**PROBLEM STATEMENT**. From the line containing "Task: point out the photographer, one" through the last line of the entries below, repeat each line word for word and leave out the rest.

┌─ THE RECORDS

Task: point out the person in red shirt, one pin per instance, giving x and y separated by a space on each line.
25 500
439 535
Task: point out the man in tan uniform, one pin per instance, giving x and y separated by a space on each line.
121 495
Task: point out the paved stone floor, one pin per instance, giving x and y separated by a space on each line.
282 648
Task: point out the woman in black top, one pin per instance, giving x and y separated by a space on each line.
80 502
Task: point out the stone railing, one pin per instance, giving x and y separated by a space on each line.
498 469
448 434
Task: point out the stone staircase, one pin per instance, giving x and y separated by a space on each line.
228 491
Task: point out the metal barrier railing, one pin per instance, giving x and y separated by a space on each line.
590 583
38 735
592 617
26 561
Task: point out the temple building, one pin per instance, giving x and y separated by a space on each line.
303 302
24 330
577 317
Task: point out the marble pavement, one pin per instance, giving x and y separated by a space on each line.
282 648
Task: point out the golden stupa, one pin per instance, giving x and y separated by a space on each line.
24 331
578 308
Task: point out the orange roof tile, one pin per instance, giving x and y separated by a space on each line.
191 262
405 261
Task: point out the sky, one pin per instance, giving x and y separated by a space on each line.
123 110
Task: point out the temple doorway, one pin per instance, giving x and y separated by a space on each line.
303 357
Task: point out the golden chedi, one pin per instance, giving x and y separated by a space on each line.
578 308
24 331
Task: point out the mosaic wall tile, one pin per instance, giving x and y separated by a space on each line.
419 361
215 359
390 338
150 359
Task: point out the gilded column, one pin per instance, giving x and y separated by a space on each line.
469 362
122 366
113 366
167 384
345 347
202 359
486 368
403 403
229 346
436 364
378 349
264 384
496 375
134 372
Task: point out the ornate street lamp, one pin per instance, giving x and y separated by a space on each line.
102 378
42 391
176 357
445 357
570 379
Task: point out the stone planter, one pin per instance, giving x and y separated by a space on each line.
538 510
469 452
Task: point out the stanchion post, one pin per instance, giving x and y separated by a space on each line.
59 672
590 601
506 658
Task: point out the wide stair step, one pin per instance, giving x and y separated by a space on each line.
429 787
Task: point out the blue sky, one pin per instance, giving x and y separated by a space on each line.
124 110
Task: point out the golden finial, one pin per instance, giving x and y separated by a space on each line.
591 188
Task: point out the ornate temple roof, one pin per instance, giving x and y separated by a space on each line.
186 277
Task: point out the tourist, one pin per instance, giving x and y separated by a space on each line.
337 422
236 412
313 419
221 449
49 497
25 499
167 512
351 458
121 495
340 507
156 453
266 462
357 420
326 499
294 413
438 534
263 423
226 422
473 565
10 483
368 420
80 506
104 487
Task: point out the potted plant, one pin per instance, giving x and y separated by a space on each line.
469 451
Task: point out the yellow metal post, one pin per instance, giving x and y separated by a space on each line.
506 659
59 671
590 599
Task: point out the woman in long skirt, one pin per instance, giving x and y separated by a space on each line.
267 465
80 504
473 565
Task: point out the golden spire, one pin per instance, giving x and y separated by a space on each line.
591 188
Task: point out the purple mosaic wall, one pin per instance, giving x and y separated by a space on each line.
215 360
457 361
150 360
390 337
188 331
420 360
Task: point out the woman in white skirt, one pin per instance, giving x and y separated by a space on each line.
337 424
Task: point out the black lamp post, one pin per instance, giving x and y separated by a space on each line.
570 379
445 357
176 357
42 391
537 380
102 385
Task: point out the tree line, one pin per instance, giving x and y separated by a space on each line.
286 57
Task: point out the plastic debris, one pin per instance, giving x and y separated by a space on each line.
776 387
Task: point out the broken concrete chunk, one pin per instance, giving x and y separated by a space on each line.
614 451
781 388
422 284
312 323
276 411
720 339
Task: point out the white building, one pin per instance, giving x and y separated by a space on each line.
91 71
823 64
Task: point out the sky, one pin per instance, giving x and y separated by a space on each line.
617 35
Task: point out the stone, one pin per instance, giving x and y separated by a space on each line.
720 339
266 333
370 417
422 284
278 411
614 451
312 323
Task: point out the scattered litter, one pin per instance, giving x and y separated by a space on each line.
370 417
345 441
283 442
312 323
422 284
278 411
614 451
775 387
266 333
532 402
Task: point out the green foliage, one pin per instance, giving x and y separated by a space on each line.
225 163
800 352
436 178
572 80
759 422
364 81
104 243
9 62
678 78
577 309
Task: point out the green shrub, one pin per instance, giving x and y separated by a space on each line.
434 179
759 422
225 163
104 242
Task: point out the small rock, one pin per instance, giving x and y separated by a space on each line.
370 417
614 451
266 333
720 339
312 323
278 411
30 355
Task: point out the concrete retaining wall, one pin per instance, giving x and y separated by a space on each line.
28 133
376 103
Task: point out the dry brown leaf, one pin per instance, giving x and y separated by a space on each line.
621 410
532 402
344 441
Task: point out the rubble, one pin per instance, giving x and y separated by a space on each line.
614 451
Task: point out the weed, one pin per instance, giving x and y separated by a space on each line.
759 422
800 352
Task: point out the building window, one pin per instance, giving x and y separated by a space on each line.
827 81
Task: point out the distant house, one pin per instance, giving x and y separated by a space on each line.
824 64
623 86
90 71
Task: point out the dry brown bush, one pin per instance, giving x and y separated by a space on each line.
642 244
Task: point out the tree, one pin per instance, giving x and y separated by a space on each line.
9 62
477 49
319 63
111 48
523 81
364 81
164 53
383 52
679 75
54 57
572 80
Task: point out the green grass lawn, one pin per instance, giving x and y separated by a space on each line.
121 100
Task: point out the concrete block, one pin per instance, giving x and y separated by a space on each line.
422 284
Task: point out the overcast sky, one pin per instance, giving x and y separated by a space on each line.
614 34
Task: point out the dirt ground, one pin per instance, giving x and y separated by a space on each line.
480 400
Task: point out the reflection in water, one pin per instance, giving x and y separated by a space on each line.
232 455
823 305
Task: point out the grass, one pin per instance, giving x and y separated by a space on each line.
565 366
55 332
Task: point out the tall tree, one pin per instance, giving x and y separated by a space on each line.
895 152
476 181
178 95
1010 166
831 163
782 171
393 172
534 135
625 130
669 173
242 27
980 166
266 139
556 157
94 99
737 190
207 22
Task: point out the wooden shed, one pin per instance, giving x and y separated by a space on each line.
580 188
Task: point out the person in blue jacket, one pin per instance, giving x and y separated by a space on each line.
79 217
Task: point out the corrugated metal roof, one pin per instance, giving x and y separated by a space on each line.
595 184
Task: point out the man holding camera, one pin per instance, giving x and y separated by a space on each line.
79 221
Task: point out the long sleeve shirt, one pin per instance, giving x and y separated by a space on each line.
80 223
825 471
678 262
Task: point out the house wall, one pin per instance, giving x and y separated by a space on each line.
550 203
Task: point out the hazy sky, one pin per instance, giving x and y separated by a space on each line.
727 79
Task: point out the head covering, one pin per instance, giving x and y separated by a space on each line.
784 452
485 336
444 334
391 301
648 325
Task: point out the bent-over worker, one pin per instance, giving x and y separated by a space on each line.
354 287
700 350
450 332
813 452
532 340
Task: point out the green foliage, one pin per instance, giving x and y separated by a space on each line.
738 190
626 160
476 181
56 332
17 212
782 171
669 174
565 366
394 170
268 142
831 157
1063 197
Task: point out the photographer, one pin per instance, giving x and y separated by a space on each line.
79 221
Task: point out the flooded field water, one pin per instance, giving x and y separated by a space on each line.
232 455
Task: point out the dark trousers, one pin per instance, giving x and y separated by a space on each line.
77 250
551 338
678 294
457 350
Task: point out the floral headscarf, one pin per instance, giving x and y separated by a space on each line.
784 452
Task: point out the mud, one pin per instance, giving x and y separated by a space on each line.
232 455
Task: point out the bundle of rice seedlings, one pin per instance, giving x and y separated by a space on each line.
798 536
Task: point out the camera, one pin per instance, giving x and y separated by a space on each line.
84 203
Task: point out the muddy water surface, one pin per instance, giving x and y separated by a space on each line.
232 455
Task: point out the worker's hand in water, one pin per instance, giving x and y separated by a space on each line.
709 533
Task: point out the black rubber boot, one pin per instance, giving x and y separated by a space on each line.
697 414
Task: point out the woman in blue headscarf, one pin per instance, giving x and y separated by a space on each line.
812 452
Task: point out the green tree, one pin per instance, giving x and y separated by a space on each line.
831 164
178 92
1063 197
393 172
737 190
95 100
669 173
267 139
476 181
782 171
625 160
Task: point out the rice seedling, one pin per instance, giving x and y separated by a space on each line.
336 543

└─

**WRITTEN REPLY**.
Task: point out the photographer, one pin per instance, giving x and y separated by a space on each line.
79 221
Task: point out the flooded field water, one pin per instance, giving x and y separated by a space on each line.
232 455
Task: point out the dark trousers, one pin per instance, giving x and y separated by a space on each line.
77 250
551 338
678 294
457 350
Task: point out the floral headscarf, one pin per instance, giving x and y separated by a space on each line.
784 452
Task: point out the mud, one pin per instance, giving x and y separated by a space on each line.
232 455
Task: point out the bundle of rice seedlings, one pin per instance, giving x and y separated by a space on each line.
798 536
Task: point out the camera, one pin per instance, giving x and y separated by a space on each line.
84 203
Task: point out the muddy water surface, one pin per instance, giving x and y separated by a space on each line.
232 455
Task: point out the worker's hand in water, one pin per instance, giving x and y separated by a space on each line.
709 533
Task: point out the black rubber boot, one pin per instance, giving x and y separated by a space on each line.
697 414
Task: point out the woman in blue headscarf, one pin per instance, giving x and y separated by a space on each line.
812 452
Task: point out the green tree, one pin per instance, giving x and y separated by a space on each line.
831 164
178 92
1063 197
393 172
737 190
95 100
669 173
267 139
476 181
782 171
625 160
Task: point out the rice seedling, one pin per instance, giving x and y separated by a space on each line.
336 543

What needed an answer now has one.